• **DADOS DE ORIGEM**:
----

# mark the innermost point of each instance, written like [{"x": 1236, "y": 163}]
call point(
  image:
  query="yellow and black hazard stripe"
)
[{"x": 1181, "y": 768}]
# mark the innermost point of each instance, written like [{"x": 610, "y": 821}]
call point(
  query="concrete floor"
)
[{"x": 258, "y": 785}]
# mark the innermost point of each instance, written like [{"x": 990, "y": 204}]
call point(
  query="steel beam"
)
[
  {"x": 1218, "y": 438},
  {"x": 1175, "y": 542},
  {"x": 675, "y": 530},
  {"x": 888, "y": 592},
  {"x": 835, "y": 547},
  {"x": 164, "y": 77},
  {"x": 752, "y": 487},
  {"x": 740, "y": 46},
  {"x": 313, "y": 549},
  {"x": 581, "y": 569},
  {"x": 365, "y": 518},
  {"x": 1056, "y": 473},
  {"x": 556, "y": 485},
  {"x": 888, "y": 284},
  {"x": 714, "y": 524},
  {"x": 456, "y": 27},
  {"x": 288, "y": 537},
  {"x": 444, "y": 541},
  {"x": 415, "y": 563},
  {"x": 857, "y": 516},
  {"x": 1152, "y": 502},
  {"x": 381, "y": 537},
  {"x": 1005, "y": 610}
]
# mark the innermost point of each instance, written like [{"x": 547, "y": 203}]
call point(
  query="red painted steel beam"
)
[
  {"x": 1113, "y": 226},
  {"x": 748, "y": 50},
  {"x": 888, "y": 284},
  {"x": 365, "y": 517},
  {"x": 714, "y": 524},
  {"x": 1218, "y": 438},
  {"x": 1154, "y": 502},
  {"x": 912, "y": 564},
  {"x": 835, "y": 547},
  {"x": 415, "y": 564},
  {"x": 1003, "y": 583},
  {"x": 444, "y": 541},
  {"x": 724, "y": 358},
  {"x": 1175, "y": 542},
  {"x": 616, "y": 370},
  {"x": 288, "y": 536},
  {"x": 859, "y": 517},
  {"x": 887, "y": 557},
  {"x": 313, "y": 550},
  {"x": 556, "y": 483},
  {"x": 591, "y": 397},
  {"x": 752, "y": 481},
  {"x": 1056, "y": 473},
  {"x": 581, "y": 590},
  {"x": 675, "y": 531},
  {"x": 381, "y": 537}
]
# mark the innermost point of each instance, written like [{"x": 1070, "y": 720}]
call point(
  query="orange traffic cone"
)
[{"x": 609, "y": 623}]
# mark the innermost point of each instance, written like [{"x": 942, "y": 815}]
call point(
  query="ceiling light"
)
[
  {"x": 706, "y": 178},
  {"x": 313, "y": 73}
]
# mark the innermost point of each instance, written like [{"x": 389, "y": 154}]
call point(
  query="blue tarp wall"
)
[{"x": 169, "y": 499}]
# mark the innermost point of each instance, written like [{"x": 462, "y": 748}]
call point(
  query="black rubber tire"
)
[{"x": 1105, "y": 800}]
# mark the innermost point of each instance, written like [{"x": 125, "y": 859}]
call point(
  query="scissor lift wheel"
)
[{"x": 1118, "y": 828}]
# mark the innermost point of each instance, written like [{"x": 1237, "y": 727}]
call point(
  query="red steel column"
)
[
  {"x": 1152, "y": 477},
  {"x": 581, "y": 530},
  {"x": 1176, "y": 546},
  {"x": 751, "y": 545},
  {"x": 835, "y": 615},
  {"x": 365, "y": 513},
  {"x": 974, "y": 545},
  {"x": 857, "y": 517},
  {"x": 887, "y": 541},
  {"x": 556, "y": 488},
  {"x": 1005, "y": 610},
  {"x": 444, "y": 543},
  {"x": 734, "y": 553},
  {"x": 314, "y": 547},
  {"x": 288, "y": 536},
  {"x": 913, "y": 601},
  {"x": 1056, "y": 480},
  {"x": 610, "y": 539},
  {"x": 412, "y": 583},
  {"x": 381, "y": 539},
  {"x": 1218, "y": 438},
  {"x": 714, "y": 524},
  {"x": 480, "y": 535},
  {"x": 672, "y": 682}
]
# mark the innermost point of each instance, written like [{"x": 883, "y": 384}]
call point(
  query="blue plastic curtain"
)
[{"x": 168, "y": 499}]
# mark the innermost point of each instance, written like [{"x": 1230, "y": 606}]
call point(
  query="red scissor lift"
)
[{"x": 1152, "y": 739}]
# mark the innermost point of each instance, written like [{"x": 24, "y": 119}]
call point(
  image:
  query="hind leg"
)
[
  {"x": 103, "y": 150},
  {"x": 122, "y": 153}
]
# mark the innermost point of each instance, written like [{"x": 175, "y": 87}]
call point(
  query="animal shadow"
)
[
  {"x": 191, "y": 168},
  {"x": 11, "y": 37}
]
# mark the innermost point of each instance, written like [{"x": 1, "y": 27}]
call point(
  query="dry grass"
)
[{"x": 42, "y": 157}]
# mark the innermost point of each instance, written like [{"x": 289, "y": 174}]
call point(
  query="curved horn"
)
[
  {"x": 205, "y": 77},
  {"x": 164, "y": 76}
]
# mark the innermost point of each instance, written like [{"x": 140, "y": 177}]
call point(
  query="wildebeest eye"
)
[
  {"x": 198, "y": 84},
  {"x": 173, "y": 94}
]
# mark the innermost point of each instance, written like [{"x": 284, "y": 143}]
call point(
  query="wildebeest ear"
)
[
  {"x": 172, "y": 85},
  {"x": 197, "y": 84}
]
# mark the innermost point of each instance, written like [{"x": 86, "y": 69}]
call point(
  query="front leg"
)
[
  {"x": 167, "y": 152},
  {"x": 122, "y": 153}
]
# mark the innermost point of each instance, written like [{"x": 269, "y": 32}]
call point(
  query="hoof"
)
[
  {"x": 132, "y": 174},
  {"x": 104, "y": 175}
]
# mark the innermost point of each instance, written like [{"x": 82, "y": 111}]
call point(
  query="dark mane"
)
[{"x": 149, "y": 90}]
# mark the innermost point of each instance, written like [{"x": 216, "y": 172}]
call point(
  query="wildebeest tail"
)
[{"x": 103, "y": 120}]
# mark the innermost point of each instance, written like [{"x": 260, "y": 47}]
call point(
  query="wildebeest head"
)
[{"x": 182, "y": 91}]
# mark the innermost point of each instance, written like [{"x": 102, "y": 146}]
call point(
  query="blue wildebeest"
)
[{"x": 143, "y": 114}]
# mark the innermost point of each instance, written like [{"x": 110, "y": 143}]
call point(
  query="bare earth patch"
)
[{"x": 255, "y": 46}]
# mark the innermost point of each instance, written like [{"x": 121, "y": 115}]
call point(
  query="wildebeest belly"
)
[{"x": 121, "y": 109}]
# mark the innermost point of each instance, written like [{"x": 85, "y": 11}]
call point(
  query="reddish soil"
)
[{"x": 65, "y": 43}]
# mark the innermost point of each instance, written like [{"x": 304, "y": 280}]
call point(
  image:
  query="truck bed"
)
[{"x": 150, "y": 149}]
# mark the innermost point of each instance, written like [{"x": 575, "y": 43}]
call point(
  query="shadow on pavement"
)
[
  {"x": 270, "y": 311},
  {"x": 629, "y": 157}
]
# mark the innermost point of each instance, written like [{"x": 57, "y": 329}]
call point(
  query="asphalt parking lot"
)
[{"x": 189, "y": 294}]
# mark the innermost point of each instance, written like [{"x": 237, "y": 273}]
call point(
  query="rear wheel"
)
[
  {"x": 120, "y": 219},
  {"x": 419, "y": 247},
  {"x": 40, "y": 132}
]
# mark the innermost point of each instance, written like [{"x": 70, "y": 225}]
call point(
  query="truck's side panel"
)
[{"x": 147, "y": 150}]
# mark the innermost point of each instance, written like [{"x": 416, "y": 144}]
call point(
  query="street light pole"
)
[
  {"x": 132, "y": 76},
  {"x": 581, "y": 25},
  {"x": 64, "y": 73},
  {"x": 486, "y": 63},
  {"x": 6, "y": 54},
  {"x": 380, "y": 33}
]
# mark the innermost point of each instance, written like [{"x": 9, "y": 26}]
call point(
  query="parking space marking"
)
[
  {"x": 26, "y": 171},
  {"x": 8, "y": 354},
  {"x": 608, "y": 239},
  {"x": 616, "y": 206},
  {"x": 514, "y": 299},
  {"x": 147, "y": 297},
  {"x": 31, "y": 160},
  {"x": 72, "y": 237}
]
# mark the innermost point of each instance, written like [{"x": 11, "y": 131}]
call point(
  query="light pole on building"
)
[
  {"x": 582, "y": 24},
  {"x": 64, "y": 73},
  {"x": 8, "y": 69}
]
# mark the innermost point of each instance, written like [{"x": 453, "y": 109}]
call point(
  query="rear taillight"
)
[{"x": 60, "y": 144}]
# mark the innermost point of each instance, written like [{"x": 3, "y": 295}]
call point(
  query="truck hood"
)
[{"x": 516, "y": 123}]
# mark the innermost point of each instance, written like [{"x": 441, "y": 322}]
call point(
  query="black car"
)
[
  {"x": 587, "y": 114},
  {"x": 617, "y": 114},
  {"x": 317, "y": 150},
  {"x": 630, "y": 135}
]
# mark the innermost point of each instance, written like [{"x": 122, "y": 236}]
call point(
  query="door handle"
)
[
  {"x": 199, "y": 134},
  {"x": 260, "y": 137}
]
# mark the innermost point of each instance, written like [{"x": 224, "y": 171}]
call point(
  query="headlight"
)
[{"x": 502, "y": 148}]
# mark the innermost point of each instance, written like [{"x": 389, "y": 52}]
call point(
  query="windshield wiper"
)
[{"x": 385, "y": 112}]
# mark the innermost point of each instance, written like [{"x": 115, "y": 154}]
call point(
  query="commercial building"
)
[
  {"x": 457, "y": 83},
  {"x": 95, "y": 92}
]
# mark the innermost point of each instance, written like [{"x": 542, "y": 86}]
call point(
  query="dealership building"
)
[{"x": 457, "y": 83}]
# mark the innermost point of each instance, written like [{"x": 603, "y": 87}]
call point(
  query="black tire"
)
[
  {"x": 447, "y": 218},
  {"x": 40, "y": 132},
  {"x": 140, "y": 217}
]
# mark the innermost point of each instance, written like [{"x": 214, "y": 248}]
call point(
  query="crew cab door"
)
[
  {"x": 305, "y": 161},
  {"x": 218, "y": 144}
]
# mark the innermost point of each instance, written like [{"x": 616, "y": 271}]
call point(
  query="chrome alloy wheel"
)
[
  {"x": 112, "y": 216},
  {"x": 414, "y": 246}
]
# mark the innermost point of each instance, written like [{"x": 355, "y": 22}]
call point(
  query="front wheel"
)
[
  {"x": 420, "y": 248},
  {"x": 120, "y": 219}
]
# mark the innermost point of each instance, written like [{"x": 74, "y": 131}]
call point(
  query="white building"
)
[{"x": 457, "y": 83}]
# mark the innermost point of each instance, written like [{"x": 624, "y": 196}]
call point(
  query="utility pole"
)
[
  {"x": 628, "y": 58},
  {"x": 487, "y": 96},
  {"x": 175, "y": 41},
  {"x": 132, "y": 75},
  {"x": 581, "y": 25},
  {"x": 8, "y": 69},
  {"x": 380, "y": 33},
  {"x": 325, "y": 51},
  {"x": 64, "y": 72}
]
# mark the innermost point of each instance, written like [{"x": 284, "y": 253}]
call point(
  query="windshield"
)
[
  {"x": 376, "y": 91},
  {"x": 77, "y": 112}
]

----

• **TAREFA ESCRITA**: Conte as linhas dos dados acima em que aparece a palavra "shadow", diferenciando maiúsculas de minúsculas. Responda apenas com o número.

• **RESPOSTA ESCRITA**: 2